▶ [WHAT NEEDS TO BE DONE] Would you copy only the lines below, beginning with the one that contains "Locate the elephant's trunk" and running through the last entry line?

▶ [RECORDS PROVIDED]
----
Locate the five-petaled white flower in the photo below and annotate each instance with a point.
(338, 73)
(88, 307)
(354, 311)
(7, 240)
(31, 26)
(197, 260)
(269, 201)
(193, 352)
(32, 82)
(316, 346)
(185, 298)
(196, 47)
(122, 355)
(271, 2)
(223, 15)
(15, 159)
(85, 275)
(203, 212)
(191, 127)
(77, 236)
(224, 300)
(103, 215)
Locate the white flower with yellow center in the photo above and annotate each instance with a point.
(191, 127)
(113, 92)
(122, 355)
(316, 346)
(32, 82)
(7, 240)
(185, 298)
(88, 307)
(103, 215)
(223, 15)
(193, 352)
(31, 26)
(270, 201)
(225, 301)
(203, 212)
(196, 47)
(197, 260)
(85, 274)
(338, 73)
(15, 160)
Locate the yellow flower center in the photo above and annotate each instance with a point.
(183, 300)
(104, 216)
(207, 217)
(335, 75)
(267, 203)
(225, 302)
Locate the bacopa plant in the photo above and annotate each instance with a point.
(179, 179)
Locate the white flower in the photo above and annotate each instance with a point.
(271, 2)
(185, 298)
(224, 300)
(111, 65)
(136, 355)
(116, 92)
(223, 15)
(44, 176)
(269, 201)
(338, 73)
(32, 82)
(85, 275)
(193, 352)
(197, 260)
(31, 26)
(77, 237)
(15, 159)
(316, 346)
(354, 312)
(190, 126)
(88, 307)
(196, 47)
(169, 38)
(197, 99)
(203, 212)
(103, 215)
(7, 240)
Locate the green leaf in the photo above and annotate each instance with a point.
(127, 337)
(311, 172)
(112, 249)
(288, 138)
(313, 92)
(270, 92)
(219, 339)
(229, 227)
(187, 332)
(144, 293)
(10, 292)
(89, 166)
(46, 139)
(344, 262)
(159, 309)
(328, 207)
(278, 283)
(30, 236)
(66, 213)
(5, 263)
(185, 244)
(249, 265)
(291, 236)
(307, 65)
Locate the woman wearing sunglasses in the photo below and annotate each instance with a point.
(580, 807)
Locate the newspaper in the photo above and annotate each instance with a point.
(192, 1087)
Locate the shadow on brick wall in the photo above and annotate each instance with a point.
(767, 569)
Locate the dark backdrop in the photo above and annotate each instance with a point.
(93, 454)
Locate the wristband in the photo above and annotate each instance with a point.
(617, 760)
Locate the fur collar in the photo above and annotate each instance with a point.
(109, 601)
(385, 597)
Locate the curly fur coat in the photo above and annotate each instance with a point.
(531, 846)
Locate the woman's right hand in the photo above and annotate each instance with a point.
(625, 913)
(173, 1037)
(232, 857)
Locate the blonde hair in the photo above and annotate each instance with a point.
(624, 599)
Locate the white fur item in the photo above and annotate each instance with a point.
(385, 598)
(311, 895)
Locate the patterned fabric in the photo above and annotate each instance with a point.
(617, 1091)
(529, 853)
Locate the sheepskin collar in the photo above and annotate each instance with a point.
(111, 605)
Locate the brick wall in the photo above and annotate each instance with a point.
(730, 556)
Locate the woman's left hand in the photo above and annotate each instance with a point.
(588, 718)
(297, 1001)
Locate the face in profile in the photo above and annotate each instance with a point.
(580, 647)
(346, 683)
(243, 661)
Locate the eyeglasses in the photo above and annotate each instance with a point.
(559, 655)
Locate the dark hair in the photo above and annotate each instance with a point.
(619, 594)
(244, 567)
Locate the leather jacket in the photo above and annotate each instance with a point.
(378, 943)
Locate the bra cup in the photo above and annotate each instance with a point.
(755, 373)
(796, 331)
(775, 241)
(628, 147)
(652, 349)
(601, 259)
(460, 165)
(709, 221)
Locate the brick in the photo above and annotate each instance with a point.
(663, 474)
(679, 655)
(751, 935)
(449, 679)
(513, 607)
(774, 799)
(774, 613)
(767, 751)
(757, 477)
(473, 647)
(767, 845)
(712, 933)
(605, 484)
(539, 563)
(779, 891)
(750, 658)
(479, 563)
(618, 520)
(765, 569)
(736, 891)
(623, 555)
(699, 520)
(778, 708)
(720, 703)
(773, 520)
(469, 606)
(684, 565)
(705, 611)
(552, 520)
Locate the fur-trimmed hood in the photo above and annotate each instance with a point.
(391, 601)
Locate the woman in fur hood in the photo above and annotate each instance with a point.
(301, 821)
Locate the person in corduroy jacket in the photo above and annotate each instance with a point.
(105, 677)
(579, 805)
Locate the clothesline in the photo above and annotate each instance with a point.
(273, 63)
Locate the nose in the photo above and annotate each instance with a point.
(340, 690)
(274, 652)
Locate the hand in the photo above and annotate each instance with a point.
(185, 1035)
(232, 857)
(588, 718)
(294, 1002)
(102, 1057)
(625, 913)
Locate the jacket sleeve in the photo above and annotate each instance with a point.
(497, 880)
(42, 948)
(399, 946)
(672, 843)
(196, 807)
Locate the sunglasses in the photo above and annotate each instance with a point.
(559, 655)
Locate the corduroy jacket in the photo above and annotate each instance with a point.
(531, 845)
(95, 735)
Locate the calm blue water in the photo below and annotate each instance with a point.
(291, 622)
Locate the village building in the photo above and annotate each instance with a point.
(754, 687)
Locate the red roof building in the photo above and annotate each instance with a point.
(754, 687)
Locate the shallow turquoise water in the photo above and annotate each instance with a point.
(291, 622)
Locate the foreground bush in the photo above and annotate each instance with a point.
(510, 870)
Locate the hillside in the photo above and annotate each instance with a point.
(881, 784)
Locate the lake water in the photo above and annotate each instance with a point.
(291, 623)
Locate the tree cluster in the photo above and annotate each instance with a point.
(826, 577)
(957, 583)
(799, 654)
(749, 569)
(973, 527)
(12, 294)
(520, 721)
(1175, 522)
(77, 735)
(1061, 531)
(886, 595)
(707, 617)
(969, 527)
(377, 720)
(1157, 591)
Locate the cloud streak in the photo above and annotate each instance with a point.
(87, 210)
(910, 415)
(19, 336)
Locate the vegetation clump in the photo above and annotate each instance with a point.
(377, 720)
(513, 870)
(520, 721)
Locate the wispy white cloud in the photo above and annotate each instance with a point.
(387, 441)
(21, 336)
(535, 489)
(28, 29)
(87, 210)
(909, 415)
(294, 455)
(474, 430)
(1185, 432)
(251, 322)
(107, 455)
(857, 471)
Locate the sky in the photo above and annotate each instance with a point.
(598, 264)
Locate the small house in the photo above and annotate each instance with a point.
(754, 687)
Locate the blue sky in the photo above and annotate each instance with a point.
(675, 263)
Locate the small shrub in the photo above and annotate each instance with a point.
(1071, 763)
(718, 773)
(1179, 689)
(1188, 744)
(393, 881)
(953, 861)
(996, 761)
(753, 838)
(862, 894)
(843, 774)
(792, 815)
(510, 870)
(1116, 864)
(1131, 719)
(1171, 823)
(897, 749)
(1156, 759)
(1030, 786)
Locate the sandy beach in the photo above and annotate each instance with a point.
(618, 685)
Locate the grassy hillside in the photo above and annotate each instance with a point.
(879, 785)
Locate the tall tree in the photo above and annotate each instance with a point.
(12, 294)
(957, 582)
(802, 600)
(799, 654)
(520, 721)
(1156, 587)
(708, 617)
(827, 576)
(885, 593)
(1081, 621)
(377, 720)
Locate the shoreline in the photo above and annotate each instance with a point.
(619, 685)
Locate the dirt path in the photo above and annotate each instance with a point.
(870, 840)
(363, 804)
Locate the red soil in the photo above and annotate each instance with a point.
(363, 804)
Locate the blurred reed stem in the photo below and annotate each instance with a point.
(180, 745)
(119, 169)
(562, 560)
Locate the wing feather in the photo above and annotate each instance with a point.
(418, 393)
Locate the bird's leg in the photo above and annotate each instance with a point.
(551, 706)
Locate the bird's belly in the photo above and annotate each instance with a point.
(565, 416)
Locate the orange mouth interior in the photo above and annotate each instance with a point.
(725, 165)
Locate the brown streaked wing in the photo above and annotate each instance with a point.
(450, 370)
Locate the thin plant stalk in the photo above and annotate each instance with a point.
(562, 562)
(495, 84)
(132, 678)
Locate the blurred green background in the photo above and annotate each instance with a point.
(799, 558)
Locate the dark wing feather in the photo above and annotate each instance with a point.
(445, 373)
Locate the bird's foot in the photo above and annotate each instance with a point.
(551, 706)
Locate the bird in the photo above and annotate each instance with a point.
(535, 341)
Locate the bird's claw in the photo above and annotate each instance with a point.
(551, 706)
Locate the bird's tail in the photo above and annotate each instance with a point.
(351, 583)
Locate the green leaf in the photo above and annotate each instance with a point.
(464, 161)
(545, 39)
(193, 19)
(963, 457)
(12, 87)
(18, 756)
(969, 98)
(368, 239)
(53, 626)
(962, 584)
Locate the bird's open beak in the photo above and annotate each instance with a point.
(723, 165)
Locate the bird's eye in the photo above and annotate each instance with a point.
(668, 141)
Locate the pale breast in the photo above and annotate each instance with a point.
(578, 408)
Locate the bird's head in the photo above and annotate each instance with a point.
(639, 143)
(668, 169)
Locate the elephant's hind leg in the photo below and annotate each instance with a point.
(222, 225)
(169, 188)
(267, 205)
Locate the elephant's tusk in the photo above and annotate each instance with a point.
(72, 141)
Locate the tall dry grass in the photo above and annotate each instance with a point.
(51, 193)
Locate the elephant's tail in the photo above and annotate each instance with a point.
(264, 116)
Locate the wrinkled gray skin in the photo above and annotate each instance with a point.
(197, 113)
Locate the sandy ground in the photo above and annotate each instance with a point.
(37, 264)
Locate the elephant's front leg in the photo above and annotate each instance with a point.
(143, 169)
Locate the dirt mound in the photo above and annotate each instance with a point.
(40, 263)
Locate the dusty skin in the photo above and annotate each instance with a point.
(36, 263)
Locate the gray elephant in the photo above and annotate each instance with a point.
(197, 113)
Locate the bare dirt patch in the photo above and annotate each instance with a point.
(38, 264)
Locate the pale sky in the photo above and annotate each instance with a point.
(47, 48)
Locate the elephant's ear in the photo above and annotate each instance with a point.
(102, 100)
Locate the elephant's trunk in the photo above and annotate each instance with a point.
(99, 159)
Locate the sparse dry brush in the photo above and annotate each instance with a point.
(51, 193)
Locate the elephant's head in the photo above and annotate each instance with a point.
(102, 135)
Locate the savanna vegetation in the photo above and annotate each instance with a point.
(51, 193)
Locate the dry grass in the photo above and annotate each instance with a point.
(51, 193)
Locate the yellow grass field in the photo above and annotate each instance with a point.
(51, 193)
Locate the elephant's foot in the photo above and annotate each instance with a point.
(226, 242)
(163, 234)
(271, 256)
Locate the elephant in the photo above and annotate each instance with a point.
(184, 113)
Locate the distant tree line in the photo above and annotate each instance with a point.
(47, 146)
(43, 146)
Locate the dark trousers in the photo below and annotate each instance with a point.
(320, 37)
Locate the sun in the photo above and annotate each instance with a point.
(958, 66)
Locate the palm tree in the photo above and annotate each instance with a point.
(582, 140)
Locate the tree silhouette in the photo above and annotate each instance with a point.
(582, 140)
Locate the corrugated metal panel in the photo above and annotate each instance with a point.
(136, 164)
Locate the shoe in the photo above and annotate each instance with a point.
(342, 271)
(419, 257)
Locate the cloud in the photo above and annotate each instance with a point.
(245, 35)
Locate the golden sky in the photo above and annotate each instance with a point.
----
▶ [ANSWER TO THIS EXERCISE]
Locate the elephant's trunk in the photo above and annotate each instance with a point.
(99, 159)
Locate the sparse dry brush in the photo above and annotate each instance with a point.
(51, 193)
Locate the elephant's head in the photo above and annotate each instance with a point.
(102, 135)
Locate the savanna vegetation in the photo above and annotate each instance with a point.
(51, 193)
Locate the dry grass in the photo above and annotate each instance with a point.
(51, 193)
Locate the yellow grass field in the photo above and annotate each instance with a point.
(51, 193)
Locate the elephant's foot in the photo above and annotate each instance with a point.
(226, 242)
(163, 234)
(271, 256)
Locate the elephant in the photo above and annotate each instance with a point.
(184, 113)
Locate the distant tree line in the photo above and annotate each instance with a point.
(47, 146)
(43, 146)
Locate the dark trousers in the photo below and annotate each instance with a point.
(320, 37)
Locate the sun in the photo above and annotate each instance with a point.
(958, 66)
Locate the palm tree in the photo above and annotate each instance with a point.
(582, 140)
Locate the tree silhouette in the photo above and annotate each instance with a point.
(582, 140)
Locate the corrugated metal panel in the photo above and annotate each instance with a point.
(136, 164)
Locate the shoe in the photo above and annotate each instance with a point.
(342, 271)
(419, 257)
Locate the cloud in the photo above and annotate each instance with a point.
(245, 35)
Locate the golden sky in the photo above and annotate each instance with a point.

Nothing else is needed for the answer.